**WHAT THE EXERCISE ASKS**: Write out exactly the lines that run from the one containing "point: truck wheel" to the end of the entries below, with both end lines included.
[Opening DATA RECORDS section]
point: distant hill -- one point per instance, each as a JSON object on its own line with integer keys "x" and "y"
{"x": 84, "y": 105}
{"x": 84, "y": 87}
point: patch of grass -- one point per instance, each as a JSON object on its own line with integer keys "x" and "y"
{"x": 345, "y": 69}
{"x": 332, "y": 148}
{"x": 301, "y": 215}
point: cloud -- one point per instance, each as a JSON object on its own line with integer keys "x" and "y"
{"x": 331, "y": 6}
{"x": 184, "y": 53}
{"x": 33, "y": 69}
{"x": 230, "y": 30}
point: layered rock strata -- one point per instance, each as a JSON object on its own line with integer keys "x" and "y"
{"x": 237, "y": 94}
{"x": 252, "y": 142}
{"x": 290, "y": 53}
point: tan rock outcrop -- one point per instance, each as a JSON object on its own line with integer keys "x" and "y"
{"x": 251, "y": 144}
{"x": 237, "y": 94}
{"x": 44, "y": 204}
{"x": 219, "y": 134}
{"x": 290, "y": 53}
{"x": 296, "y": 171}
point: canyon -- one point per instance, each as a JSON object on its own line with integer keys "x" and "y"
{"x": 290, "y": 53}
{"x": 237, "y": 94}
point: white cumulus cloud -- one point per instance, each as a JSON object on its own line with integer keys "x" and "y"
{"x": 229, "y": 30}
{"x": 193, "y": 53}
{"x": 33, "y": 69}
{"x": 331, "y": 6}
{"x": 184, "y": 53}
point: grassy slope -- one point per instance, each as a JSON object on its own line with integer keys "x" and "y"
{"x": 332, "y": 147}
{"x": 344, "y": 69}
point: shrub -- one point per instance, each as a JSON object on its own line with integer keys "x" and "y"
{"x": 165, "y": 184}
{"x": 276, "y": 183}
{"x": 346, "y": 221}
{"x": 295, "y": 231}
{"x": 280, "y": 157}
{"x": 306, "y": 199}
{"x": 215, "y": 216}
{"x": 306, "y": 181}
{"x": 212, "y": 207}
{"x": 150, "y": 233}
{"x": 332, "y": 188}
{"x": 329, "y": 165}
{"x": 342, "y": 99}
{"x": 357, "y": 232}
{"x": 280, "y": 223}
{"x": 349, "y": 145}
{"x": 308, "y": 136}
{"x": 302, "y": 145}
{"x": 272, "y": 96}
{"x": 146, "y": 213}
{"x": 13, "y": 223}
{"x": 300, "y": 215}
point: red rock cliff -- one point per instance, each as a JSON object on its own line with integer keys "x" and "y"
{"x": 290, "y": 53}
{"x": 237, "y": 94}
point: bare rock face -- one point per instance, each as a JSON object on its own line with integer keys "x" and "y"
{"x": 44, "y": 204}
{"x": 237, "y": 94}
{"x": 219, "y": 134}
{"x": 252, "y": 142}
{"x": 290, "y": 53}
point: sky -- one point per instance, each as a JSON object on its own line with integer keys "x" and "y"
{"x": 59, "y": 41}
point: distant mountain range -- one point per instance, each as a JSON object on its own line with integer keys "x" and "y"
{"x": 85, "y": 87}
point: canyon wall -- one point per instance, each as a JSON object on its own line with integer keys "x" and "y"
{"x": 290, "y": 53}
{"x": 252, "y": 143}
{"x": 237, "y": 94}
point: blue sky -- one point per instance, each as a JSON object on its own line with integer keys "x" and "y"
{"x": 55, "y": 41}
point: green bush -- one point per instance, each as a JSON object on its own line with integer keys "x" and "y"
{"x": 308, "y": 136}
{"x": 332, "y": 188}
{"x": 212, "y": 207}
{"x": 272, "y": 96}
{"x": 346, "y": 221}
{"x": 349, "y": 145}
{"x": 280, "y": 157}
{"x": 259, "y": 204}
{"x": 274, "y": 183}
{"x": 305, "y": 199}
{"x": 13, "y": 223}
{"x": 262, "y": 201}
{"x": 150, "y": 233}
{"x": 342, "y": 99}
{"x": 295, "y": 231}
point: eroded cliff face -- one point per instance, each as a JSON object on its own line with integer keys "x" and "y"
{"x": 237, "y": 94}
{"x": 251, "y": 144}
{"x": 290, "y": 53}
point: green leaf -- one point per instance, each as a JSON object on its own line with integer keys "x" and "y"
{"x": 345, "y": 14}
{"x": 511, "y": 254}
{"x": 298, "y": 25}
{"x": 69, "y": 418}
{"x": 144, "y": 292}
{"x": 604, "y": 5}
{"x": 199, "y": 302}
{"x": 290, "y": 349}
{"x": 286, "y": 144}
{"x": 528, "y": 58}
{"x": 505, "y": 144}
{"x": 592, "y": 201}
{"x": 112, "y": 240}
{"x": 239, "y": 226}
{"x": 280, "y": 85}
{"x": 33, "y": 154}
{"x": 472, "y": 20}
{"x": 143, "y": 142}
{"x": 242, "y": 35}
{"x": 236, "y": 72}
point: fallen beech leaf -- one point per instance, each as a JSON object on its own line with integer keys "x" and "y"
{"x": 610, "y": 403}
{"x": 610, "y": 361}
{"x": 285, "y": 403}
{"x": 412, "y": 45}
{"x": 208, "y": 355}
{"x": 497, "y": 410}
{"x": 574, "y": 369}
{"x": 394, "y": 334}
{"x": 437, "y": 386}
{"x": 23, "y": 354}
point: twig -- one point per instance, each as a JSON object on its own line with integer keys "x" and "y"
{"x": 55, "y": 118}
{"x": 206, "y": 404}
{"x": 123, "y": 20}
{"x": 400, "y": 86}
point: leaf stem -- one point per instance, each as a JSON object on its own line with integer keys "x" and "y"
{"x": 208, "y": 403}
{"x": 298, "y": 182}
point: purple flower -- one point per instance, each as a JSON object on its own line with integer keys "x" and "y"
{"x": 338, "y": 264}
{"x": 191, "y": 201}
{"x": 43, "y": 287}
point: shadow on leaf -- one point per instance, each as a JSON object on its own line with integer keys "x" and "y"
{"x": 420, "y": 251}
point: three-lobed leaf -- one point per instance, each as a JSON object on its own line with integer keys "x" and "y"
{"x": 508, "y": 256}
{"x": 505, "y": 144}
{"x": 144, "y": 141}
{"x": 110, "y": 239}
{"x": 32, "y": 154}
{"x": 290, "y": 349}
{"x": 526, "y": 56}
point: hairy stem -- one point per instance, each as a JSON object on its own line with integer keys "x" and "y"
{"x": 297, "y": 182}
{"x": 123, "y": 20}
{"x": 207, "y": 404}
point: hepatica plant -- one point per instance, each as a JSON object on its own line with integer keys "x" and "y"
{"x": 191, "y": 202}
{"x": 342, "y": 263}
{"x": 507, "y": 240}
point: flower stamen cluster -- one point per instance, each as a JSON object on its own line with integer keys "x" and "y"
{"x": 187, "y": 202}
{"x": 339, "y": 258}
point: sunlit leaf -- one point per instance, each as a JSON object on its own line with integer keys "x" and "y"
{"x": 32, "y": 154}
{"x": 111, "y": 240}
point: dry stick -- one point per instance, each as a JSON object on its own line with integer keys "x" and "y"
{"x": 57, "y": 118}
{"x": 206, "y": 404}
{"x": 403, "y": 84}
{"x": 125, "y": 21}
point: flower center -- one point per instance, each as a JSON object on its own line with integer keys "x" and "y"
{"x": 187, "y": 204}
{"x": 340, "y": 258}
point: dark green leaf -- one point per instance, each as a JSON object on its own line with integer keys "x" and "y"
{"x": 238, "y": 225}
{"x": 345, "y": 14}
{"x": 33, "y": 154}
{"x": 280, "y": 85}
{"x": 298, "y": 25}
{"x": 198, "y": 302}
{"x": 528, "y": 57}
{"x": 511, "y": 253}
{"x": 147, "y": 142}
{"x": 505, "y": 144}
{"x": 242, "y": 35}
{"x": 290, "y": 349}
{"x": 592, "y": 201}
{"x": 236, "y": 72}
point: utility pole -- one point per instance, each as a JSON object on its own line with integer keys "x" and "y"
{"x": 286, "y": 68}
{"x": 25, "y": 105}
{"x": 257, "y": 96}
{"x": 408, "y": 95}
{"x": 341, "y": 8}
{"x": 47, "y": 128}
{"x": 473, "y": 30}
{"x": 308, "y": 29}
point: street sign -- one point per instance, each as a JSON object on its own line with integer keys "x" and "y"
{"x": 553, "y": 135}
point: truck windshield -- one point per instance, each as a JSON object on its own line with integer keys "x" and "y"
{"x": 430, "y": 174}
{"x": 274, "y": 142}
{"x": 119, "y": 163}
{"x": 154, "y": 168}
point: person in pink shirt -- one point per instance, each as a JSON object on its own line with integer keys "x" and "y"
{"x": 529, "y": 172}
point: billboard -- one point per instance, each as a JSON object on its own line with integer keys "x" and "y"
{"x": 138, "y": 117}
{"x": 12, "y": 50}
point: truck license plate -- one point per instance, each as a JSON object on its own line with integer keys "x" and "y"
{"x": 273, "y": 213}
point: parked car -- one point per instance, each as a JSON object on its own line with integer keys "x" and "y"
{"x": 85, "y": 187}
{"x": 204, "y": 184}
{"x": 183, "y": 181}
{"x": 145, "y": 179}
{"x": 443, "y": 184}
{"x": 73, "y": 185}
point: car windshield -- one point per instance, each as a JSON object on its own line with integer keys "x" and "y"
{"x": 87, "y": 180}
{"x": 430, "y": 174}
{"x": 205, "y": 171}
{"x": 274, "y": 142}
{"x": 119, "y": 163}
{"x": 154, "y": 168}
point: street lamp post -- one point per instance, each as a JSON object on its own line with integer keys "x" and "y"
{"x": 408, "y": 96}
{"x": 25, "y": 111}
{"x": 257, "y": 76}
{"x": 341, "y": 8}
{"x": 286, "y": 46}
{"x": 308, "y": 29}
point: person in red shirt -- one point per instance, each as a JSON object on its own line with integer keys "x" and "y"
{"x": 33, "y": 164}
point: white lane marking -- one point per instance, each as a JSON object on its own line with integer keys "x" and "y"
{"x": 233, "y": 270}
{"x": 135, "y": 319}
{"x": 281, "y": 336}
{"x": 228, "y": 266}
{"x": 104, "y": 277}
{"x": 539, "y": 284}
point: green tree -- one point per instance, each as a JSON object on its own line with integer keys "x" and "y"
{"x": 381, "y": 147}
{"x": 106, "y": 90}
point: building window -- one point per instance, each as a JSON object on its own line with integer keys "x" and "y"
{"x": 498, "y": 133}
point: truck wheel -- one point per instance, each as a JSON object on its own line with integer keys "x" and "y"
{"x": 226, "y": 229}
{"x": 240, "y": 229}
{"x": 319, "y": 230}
[Closing DATA RECORDS section]
**PROBLEM SOLUTION**:
point: truck wheel -- one point per instance, each as a JSON object on its own line with integer keys "x" and "y"
{"x": 226, "y": 229}
{"x": 240, "y": 229}
{"x": 319, "y": 230}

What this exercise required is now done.